Segment Start: Source data
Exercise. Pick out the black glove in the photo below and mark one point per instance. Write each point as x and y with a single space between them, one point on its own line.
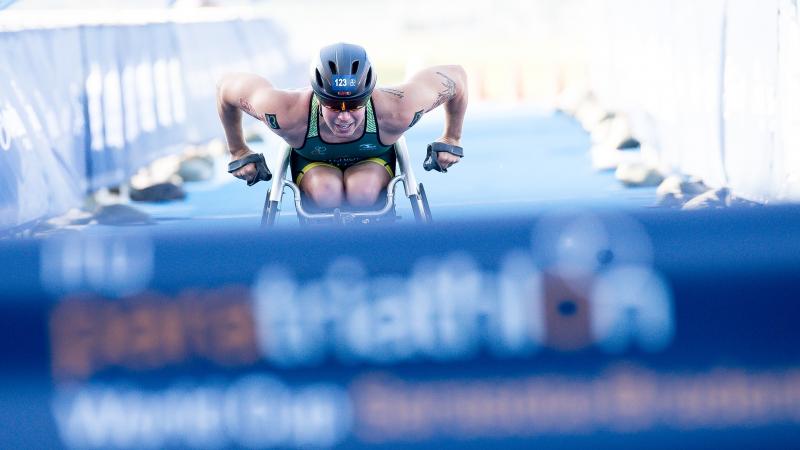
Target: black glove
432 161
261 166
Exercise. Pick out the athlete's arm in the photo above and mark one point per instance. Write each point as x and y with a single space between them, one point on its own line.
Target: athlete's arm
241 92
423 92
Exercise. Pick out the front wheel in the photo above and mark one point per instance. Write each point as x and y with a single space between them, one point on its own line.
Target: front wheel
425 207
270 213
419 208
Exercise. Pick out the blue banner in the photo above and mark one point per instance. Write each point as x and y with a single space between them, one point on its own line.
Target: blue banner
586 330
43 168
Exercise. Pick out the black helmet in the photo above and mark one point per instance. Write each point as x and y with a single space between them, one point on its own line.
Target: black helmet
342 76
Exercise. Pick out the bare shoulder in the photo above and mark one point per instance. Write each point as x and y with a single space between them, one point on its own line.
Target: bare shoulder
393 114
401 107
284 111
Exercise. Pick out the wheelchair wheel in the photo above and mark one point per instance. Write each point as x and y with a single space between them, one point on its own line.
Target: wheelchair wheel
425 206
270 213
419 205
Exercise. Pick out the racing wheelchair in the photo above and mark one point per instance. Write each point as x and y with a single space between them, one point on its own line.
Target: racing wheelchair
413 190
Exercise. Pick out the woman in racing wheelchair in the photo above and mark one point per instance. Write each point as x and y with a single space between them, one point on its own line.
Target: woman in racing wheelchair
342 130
Segment End: Source data
Segment Start: Source data
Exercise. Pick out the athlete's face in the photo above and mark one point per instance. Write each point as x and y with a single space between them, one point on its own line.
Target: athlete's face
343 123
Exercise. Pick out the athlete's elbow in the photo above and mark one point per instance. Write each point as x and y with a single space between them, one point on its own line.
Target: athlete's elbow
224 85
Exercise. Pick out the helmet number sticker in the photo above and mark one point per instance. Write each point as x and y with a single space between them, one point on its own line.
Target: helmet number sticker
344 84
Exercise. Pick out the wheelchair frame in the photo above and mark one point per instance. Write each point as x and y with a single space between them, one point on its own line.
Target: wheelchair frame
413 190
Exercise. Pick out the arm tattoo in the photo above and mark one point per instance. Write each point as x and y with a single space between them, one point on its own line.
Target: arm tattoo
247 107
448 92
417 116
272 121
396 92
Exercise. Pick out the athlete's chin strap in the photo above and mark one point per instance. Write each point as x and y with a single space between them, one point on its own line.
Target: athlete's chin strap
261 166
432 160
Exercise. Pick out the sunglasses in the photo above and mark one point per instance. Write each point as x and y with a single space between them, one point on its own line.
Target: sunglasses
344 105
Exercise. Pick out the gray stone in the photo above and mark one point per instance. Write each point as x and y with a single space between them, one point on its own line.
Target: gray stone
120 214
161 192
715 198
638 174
Segment End: Source data
• [What the task asks]: Above are some records; copy exactly the lines from the one with "Target: helmet number sticker" through the one with "Exercise. Pick out the gray", both included, and no others.

• [Exercise output]:
Target: helmet number sticker
344 84
Exercise. Pick out the wheelchair frame in the photo above and mark one point per instance. Write each point as x and y with a single space between them, one point on its own line.
Target: wheelchair frame
413 190
Exercise. Pick out the arm tattoo in the photo above and mark one point per instance. Write each point as x and y with a single space between them, one point on its own line.
Target: arm tattoo
247 107
448 92
417 116
272 121
396 92
Exercise. Pick out the athlete's chin strap in the photo above and mark one point per instance. Write each point as x and y with a single space between them, one point on its own line.
Target: athlete's chin strap
261 166
432 160
Exercise. Pick out the sunglasses in the photo above and mark one point per instance. Write each point as x and y with a single space between them, one point on its own line.
Target: sunglasses
344 105
Exercise. Pick out the gray stone in the photo above and mark one point per instance. Write each point as x and y with a single space between them, one point on its own line.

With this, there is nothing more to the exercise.